→ **EXERCISE INSTRUCTIONS**
A) Reproduce every pointer row below, line for line, with no changes.
B) Carry on the AtomSpace page from the point where it stops.

== PAGE EXTRACT

The OpenCog AtomSpace is a knowledge representation (KR) database and the associated query/reasoning engine to fetch and manipulate that data, and perform reasoning on it. Data is represented in the form of graphs, and more generally, as hypergraphs; thus the AtomSpace is a kind of graph database, the query engine is a general graph re-writing system, and the rule-engine is a generalized rule-driven inferencing system. The vertices and edges of a graph, known as Atoms, are used to represent not only "data", but also "procedures"; thus, many graphs are executable programs as well as data structures. These Atoms, which are permanent and immutable, can be assigned fleeting, changing Values to indicate the truth or likelihood of that atom, or to hold other kinds of transient data.
- 1 Overview
- 2 Current Implementation
- 3 Working with AtomSpaces
- 4 Re-imagining the AtomSpace
- 4.1 Issues
- 4.2 AtomSpaceLinks instead of AtomSpaces
- 4.3 A distributed AtomSpace
There are pre-defined Atoms for many basic knowledge-representation and computer-science concepts. These include Atoms for relations, such as similarity, inheritance and subsets; for logic, such as Boolean and, or, for-all, there-exists; for Bayesian and other probabilistic relations; for intuitionist logic, such as absence and choice; for parallel (threaded) synchronous and asynchronous execution; for expressions with variables and for lambda expressions and for beta-reduction and mapping; for uniqueness constraints, state and a messaging "blackboard"; for searching and satisfiability and graph re-writing; for the specification of types and type signatures, including type polymorphism and type construction (dependent types and type variables TBD).

====
== DATA FOR THIS TASK

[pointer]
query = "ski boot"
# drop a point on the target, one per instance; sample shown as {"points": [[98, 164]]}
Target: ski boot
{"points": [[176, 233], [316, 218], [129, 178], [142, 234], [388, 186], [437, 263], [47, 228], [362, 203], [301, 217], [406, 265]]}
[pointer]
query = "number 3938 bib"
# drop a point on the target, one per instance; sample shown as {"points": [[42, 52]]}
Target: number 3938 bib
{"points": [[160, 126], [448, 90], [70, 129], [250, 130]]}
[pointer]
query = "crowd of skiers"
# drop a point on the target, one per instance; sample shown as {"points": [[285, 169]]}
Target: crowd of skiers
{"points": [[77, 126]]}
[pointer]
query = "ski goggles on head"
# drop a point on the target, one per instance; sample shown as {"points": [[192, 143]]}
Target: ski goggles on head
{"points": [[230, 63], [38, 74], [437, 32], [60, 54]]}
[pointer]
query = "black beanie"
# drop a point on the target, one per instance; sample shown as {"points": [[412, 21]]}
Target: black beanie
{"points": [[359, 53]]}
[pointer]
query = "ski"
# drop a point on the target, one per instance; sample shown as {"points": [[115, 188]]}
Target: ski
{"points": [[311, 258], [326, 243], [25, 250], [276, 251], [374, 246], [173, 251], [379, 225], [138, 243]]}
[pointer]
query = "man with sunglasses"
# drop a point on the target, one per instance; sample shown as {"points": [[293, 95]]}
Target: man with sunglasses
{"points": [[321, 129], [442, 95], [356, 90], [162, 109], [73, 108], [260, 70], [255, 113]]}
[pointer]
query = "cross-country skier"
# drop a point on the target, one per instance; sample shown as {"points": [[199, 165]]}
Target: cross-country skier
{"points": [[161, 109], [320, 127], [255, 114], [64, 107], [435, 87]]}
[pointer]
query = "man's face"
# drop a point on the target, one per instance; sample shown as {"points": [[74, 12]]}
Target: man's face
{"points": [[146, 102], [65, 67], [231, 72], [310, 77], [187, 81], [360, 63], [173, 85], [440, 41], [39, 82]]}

====

→ **WRITTEN ANSWERS**
A)
[pointer]
query = "ski boot"
# drop a point on the target, one per instance; sample shown as {"points": [[98, 164]]}
Target: ski boot
{"points": [[176, 233], [316, 218], [129, 178], [142, 234], [388, 186], [437, 263], [47, 228], [362, 203], [301, 217], [406, 265]]}
[pointer]
query = "number 3938 bib"
# drop a point on the target, one per instance; sample shown as {"points": [[42, 52]]}
Target: number 3938 bib
{"points": [[160, 126], [448, 90], [70, 129], [250, 130]]}
[pointer]
query = "crowd of skiers"
# drop a point on the target, one per instance; sample shown as {"points": [[285, 169]]}
Target: crowd of skiers
{"points": [[77, 126]]}
[pointer]
query = "ski goggles on head"
# drop a point on the target, one per instance; sample shown as {"points": [[192, 143]]}
Target: ski goggles on head
{"points": [[230, 63], [38, 74], [437, 32], [60, 54]]}
[pointer]
query = "black beanie"
# drop a point on the target, one per instance; sample shown as {"points": [[412, 21]]}
Target: black beanie
{"points": [[359, 53]]}
[pointer]
query = "ski"
# drop a point on the target, one per instance; sample shown as {"points": [[115, 188]]}
Target: ski
{"points": [[311, 258], [326, 243], [25, 250], [276, 251], [374, 246], [173, 251], [379, 225], [138, 243]]}
[pointer]
query = "man with sunglasses"
# drop a point on the target, one per instance; sample shown as {"points": [[293, 95]]}
Target: man with sunglasses
{"points": [[321, 129], [442, 95], [356, 90], [162, 109], [73, 108], [260, 70], [255, 113]]}
[pointer]
query = "cross-country skier"
# drop a point on the target, one per instance; sample shown as {"points": [[199, 165]]}
Target: cross-country skier
{"points": [[161, 109], [320, 127], [255, 114], [64, 107], [435, 87]]}
[pointer]
query = "man's face"
# drop a point on the target, one per instance; sample shown as {"points": [[74, 12]]}
Target: man's face
{"points": [[146, 102], [65, 67], [231, 72], [310, 77], [187, 81], [360, 63], [173, 85], [440, 41], [39, 82]]}

B)
Because of these many and varied Atom types, constructing graphs to represent knowledge looks kind-of-like "programming"; the programming language is informally referred to as Atomese. It vaguely resembles a strange mashup of SQL (due to queriability), prolog/datalog (due to the logic and reasoning components), lisp/scheme (due to lambda expressions), haskell/caml (due to the type system) and rule engines (due to the graph rewriting and forward/backward chaining inference systems). This "programming language" is NOT designed for use by human programmers (it is too verbose and awkward for that); it is designed for automation and machine learning. That is, like any representation_knowledge representation system, the data and procedures encoded in "Atomese" are meant to be accessed by other automated subsystems manipulating and querying and inferencing over the data/programs. Also, viewed as a programming language, it can be very slow and inefficient and not scalable; it was not designed with efficiency and programming tasks in mind, nor with scalability; but rather, it was designed to allow the generalized manipulation of networks of probabilistic data by means of rules and inferences and reasoning systems. It extends the idea of probabilistic logic networks to a generalized system for automatically manipulating and managing data.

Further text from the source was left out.